Available data:
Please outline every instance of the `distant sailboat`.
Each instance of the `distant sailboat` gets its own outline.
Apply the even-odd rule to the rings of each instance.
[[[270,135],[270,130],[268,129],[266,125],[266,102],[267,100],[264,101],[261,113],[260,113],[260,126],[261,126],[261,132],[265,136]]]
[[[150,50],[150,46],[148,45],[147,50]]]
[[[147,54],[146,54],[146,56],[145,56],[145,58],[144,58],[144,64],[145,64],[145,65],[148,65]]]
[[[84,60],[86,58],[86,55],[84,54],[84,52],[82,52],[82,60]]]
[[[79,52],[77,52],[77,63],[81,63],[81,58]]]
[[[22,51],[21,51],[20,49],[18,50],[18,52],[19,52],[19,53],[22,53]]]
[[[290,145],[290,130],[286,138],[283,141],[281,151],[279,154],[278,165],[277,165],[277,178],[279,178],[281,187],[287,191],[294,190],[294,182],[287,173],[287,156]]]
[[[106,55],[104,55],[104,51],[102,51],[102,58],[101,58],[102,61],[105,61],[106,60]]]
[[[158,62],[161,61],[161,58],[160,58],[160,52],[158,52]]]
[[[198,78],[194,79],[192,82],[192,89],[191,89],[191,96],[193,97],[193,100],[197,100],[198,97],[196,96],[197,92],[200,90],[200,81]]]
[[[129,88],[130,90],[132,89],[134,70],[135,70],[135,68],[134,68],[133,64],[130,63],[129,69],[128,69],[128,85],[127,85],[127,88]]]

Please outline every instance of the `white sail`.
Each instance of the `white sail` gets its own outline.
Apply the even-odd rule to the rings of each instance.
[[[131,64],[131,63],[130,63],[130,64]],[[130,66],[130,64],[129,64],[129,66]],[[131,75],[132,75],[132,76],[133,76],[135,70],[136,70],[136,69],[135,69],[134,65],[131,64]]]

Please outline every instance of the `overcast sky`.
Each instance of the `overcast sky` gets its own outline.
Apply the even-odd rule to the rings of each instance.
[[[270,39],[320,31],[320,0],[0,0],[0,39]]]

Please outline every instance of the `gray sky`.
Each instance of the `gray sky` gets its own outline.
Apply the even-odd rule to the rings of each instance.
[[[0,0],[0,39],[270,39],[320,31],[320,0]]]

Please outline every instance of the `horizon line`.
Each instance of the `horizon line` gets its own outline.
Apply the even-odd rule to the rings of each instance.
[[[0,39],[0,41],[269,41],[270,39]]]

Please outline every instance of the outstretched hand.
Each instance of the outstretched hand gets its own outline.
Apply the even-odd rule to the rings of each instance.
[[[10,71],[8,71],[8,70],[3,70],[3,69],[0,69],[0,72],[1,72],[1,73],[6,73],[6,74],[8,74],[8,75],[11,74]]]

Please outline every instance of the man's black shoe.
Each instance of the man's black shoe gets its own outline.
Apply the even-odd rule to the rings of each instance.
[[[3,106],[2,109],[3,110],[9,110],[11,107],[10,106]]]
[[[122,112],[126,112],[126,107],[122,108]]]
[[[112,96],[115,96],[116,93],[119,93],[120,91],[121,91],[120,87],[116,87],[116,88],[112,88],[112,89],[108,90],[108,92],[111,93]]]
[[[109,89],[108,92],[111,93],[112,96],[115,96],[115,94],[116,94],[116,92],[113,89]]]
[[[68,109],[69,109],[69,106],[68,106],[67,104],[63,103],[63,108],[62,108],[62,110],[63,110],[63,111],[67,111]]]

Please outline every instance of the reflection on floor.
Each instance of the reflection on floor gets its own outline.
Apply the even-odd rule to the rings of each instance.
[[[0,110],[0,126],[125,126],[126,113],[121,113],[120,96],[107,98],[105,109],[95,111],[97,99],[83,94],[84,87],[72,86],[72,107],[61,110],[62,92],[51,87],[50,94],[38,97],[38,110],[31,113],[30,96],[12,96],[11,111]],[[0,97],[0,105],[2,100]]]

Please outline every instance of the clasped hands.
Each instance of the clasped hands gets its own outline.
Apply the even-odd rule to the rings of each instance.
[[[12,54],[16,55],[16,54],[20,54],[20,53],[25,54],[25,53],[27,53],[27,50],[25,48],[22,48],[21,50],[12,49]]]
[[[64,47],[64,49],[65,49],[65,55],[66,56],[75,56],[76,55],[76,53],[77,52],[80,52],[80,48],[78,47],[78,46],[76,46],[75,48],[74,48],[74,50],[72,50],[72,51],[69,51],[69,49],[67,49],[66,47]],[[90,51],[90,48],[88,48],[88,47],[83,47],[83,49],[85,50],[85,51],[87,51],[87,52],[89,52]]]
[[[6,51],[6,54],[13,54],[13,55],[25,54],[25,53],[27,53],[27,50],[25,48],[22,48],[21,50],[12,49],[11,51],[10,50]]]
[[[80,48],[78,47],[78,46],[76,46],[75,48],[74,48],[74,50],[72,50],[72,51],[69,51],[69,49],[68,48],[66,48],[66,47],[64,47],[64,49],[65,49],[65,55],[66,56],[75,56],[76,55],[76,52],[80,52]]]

Aim of the task: List the lines of the entries that include "distant".

Solution to this problem:
Please outline every instance of the `distant sailboat`.
Each instance of the `distant sailboat` gets its own outline.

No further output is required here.